Aim: Pictures do not belong in the copy; quote every entry below exactly.

Material provided:
========================
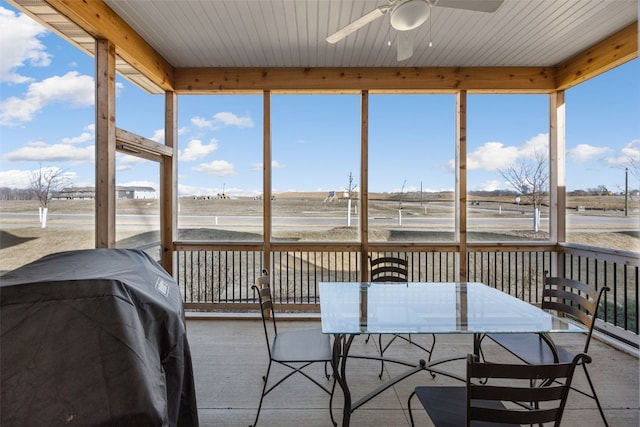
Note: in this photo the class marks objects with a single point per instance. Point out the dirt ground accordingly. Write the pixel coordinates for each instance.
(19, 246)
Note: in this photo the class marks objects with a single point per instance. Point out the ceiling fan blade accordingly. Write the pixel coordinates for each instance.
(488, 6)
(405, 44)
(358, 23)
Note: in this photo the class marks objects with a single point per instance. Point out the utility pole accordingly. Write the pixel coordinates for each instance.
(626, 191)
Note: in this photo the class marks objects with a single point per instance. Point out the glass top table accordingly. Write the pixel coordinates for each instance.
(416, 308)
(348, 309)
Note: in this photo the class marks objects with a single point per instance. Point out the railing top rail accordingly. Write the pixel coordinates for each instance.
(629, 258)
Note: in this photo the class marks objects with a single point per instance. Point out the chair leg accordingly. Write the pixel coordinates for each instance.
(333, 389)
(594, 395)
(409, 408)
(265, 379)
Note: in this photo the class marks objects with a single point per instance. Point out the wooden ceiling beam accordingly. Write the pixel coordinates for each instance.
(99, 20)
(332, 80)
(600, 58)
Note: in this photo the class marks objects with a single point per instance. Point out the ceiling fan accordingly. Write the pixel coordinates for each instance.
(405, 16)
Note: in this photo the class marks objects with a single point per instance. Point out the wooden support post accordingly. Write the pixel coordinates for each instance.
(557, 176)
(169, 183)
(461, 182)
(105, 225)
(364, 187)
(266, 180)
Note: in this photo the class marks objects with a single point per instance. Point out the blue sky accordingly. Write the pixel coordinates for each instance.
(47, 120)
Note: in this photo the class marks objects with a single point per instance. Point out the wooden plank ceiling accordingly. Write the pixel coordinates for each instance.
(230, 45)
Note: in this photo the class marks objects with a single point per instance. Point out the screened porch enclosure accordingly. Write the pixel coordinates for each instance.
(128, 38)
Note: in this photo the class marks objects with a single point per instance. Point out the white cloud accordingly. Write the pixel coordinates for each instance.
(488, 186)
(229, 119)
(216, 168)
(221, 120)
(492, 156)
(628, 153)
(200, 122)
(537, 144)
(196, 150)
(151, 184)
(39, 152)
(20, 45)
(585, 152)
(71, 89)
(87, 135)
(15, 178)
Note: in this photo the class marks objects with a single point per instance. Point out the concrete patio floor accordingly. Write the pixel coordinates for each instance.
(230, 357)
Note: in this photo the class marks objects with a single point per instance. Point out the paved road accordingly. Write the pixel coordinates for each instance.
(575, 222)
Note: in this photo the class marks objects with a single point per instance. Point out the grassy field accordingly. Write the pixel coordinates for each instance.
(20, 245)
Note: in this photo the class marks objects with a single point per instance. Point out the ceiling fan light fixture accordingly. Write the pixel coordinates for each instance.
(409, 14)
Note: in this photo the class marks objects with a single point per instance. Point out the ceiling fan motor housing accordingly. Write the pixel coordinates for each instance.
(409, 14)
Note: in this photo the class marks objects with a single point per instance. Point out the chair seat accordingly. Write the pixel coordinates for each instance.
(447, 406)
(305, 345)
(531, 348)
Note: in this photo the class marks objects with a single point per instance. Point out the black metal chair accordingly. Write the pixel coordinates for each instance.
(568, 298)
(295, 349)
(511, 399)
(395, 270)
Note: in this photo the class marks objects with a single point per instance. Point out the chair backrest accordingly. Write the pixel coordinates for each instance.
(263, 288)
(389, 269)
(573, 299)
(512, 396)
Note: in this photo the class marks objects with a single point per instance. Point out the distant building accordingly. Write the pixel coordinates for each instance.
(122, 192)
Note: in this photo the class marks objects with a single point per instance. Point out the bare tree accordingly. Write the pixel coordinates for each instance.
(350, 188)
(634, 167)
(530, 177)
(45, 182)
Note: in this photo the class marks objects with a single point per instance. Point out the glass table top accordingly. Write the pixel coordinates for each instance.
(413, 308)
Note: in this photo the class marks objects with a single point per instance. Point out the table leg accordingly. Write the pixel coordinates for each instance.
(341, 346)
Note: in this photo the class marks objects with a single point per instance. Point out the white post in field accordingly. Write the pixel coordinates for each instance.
========================
Output:
Note: in this photo the class marks objects with a single point per instance. Point out the dirt ground accordingly. Write the pixel coordinates for each instance.
(19, 246)
Note: in this photo the class marks objects with a single point per instance. Point out the ceiling fan blade accordingly. Write the pixel coordinates for each instance.
(488, 6)
(405, 44)
(358, 23)
Note: in this photo the class marks objects with a single point per instance. Point out the utility pole accordingly. Write the pixel coordinates for each instance.
(626, 191)
Note: in this photo the class marks objects with a single point per instance. Point out the glass top table accordingly. Write the pixel coordinates for each instance.
(416, 308)
(348, 309)
Note: in this photo the class marks objects with a single point per instance. Point out the railing top rail accordingly. Write the pixel coordinates for each instance.
(629, 258)
Note: in this photo the class marks objects with a single point per instance. Point out the chair leg accordingly. Write the pixel coordinates for each instance.
(333, 389)
(594, 395)
(409, 408)
(265, 379)
Note: in this photo the class marks objects with a single point per instance. Point out the wooden ceiling beam accordingly. Write the pixel coordinates for each instance.
(99, 20)
(332, 80)
(600, 58)
Note: in this photo the class marks objects with a single point per instance. Point out the ceiling fan accordingly. Write the pixel coordinates for each instance.
(405, 16)
Note: in this photo the class marks objects with a single point per instance. Point out the wooden support post accordingly. Write the pixel coordinates for each instance.
(557, 176)
(169, 183)
(461, 182)
(105, 225)
(364, 187)
(266, 180)
Note: in this photo the class marks objects with a single point per instance. Point out the blue sky accordingly. Write the pixel coordinates for each instance.
(47, 120)
Note: in this photo the class marks objects with a single point per instance. Point out the wooden plank ceiling accordingly. Write the pixel coordinates for each instance.
(230, 45)
Note: in this photo the class marks objects with a single point per instance. Point out the screened porch enclosure accordingly. Write the pixel coordinates for each instance.
(128, 38)
Note: in this photo the class marks objects with a single point per instance. Point out the white cloud accordingly. Write the pixel coordinates for each instance.
(488, 186)
(229, 119)
(216, 168)
(221, 120)
(492, 156)
(628, 153)
(200, 122)
(537, 144)
(196, 150)
(151, 184)
(39, 152)
(20, 45)
(585, 152)
(71, 89)
(87, 135)
(15, 178)
Note: in this photo the class marks objects with a single point per instance. Point out the concrete patio floor accordingly. Write the pixel coordinates for each instance.
(230, 357)
Note: in this photo the class marks objects with a single point per instance. Point out the paved road accordingly. Write the pixel coordinates for each instance.
(575, 222)
Note: in this photo the class marks objects with a single point per instance. Point out the grassy field accordingly. Write the pixel coordinates for each instance.
(20, 245)
Note: in this photo the class marks objects with a single point per instance. Point out the ceiling fan light fixture accordingly. Write the pixel coordinates for each instance.
(409, 14)
Note: in this photo the class marks objects with a single point per instance. Point out the ceiling fan motor housing accordingly. Write the pixel coordinates for each instance.
(409, 14)
Note: in this photo the class marks objects with a single point per instance. Point out the chair seat accordingly. Write the pixel coordinates for each instance.
(447, 406)
(305, 345)
(531, 348)
Note: in this photo the class marks objects with a single point per instance. Point out the black metal chair accordingly. Write the pixel coordinates for each instance.
(568, 298)
(295, 349)
(511, 399)
(395, 270)
Note: in this photo the class marks objects with a single point per instance. Point out the chair backrest accordingly. Write the pixel coordinates for each instance.
(263, 288)
(389, 269)
(573, 299)
(512, 396)
Note: in this photo the class marks objects with a single point per instance. Point out the distant building accordingly. Write the pixel coordinates for each instance.
(122, 192)
Note: in this photo the class marks objects with a single point per instance. Point out the bare tree accordingly. Write the pixel coordinates for each instance.
(350, 188)
(634, 167)
(530, 177)
(45, 182)
Note: in this photo the class marks objects with a single point per instance. Point out the glass table top accordingly. Write the pixel coordinates for each instance.
(413, 308)
Note: in this photo the class marks objects with a single point per instance. Point out the table leg accordingly. Write the pixel coordinates for each instance.
(341, 346)
Note: in this photo the class marks objects with a single point per instance. Point out the white post in field accordingly. Write the pixel coordinates for each instance.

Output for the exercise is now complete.